═════ Extracted text

Aside from the utility of an emergency fund, there is also the psychological benefit. The psychological benefit can be much more than just having an emergency fund and sleeping well at night knowing you can handle large unexpected expenses. When you have a well funded emergency reserve, you start to get a tase of F-you money. And let me tell you…it tastes good!

The Size of an Emergency Fund

The traditional recommendation is to have 3 – 6 months of expenses in your emergency fund. I think this is a very good baseline for the average person. However, as HENRY, your life likely costs more than the average person because you make an above average income.  For this reason, and others which I will discuss below, I recommend an emergency fund of 6 – 12 month of expenses for HENRYs. This in conjunction with after tax investments can really give you options and the psychological benefits can be profound.

When considering the size of your emergency fund, there are several factors you should consider including but not limited to the following:

1. What are your expenses as a percentage of your take-home income?

As discussed in a previous post, a core tenant of financial independence is understanding what your life costs so that you can make conscious decisions to increase your savings in your pursuit of FI.  By understanding what your life costs (i.e. your expenses), you will know your expenses as a percentage of your take home income. If you spend 90% of what you take home after taxes, then you have less flexibility each month and likely need a larger emergency fund. If you spend  60% of what you take home after taxes, then you have more flexibility each month and may be able to maintain a smaller emergency fund. Understanding your expenses as a percentage of your take home pay is the first step, and one of the most important.

2. How difficult would it be to find another job?

When determining the size of your emergency fund, you should also consider how difficult it would be to find another job in the event of a job loss. If you lose your job but you are able to find another within 1 – 3 months, then a smaller emergency fund may suffice. However, if you work in a highly specialized role or field, it may take you 6 – 12+ months to find a job and a larger emergency fund is critical.

══════════
═════ Information supplied

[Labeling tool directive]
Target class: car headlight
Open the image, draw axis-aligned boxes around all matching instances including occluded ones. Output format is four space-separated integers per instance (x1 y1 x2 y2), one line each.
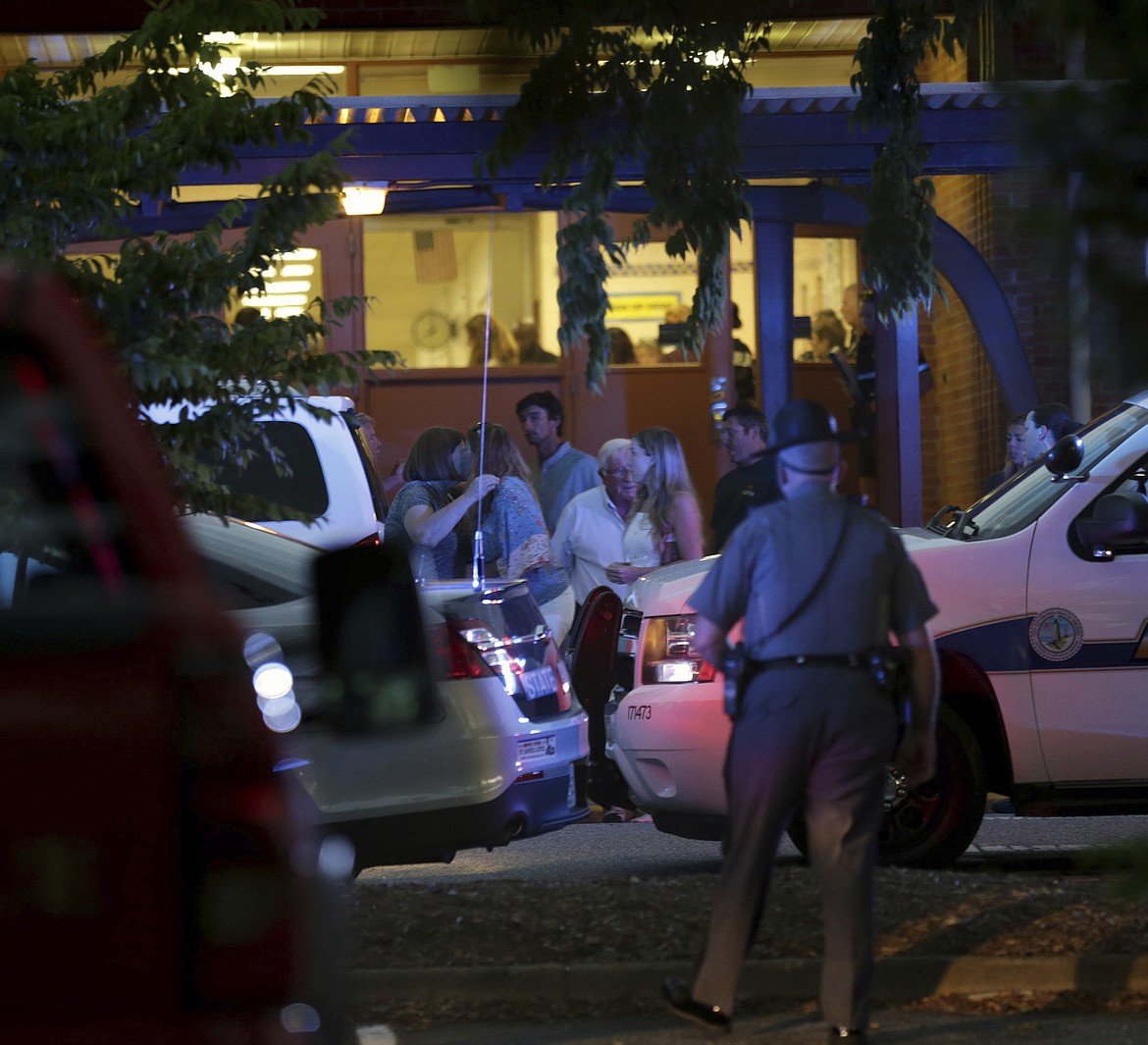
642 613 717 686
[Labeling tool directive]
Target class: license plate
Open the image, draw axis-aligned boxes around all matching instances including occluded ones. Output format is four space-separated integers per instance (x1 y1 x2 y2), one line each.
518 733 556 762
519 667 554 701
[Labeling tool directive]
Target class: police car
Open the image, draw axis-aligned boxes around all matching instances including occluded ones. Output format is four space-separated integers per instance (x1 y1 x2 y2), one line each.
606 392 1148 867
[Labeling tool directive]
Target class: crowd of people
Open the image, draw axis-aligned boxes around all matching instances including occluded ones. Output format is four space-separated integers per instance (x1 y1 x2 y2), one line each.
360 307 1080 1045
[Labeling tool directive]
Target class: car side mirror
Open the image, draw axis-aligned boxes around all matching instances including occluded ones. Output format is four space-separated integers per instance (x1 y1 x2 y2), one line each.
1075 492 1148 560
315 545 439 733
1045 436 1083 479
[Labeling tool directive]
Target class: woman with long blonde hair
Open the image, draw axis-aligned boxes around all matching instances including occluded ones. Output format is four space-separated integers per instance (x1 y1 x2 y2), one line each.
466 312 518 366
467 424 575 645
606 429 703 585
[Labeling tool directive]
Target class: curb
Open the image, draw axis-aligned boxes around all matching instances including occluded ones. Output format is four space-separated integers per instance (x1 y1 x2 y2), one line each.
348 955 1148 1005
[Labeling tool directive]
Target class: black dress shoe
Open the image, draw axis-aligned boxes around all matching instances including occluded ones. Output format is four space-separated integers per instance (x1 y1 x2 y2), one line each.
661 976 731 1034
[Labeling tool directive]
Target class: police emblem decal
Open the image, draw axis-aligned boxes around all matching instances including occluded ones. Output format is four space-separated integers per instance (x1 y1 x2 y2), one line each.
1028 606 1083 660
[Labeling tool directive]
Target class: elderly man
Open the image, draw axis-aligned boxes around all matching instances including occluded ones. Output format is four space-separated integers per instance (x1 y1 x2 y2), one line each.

══════════

- [Stated task 1]: From the emergency fund text, list every span of months it mentions.
- [Stated task 2]: Pick up the emergency fund text after its last sentence and keep writing it.

- [Written reply 1]:
- 3 – 6 months (the traditional recommendation for an emergency fund)
- 6 – 12 months (the recommended emergency fund for HENRYs)
- 1 – 3 months (the time to find another job, where a smaller fund may suffice)
- 6 – 12+ months (the time to find a job in a highly specialized role or field)

- [Written reply 2]:
Many people give thought to their specific job when determining their emergency fund, but there is an often overlooked component that should also be considered. In addition to giving though to how difficult it would be to find a new job, you should also consider how difficult it would be to find THE RIGHT job. The larger your emergency fund, the more options you have and the longer you can afford to wait in your job search. This increased flexibility can have long term financial impacts in the event you ever do lose your job. Let’s consider the following scenarios:

Scenario 1: You have 3 months of living expenses in your emergency fund. You suddenly lose your job where you are making $100K annually. You immediately begin your job search. 2 – 3 months into your search, you have options but the best overall option only pays $75K annually. Since your emergency fund is about to run out, you take the job.  In taking the job, you take an immediate 25% pay cut. In addition, each subsequent raise will only serve to bring you back to your original income. Assuming a 5% annual salary increase in your new job, it will take 6 years to get back to you original $100K salary. 6 years! The true opportunity cost is not just your $25K reduction in salary. It is every salary increase thereafter and the lost time associated with investing and allowing that money to work for you. You were forced to settle which in turn has long term negative financial impacts.

Scenario 2: You have 12 months of living expenses in your emergency fund. You suddenly lose your job where you are making $100K annually. You immediately begin your job search. 2 – 3 months into your search, you have options but the best overall option only pays $75K annually. Since your emergency fund still has 9 – 10 months of expenses, you do not take THE job. You continue your search until you are able to find the RIGHT job. In not being forced to settle, you are able to find a new job with a comparable salary. You may even find a job with a higher salary. As a result, you were not forced to settle which in turn has long term positive financial impacts.

3. Are you a single or dual income household?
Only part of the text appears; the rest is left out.